» **WHAT THE TASK ASKS**
Select every line of the material below that contains the word "black" and copy each of those lines out.

» **INPUT**
•••••

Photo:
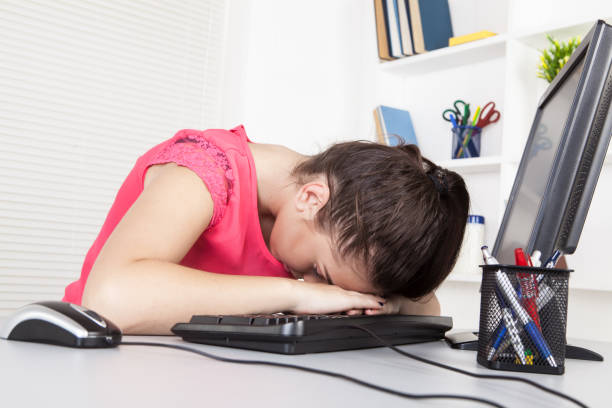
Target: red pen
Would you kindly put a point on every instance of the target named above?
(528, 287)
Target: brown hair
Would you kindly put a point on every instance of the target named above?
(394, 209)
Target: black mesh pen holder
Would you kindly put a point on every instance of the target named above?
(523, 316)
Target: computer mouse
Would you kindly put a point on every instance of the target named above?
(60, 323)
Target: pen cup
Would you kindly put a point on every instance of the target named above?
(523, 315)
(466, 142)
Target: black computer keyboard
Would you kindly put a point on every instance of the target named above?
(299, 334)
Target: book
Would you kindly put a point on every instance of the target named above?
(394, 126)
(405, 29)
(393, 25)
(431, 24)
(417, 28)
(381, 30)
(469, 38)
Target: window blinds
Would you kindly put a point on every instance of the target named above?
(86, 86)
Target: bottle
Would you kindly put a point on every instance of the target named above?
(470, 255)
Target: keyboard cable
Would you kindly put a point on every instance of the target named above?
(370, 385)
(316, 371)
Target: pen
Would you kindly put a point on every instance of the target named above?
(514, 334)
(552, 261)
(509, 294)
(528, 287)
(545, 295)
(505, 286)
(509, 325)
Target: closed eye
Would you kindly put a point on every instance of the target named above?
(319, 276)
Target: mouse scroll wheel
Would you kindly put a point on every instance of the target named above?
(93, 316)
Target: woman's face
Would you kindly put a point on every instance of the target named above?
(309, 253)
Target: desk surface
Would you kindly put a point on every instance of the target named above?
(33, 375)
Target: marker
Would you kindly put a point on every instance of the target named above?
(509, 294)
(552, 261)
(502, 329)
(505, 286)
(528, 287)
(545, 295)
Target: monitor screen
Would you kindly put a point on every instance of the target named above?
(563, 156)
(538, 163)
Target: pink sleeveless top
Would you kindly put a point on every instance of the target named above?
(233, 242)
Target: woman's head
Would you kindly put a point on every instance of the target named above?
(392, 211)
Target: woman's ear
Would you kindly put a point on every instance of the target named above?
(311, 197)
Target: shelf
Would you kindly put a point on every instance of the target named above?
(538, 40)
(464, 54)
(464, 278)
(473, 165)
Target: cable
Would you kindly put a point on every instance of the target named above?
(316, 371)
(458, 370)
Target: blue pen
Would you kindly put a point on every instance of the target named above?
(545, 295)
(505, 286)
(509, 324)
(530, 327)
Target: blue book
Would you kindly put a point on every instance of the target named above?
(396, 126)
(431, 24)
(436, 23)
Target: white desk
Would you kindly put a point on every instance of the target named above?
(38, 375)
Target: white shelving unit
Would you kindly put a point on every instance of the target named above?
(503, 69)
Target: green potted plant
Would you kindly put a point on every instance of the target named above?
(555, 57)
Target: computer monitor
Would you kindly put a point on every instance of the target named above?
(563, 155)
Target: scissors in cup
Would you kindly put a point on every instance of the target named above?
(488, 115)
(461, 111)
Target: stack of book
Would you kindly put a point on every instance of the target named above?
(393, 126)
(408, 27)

•••••

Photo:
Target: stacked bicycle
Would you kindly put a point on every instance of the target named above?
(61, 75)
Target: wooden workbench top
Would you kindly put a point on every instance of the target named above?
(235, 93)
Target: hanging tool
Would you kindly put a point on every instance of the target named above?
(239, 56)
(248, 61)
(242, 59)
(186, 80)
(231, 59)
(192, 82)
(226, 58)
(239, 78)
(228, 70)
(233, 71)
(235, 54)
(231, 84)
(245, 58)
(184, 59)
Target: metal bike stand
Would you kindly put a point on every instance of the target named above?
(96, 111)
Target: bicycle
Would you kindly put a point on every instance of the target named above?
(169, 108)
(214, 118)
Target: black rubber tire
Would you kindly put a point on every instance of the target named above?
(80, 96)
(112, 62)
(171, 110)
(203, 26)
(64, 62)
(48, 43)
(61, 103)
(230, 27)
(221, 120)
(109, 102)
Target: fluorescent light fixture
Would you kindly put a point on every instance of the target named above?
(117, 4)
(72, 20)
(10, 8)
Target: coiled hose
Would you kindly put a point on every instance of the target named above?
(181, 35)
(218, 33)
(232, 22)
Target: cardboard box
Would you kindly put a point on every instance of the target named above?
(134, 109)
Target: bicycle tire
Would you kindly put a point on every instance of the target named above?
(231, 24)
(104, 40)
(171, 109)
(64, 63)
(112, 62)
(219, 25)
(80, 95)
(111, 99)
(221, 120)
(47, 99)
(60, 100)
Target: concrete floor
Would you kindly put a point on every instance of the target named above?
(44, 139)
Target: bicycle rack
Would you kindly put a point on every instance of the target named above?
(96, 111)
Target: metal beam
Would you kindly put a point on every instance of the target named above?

•••••

» **PROBLEM SOLUTION**
Target: black mesh pen holder
Target: black computer keyboard
Target: black rubber tire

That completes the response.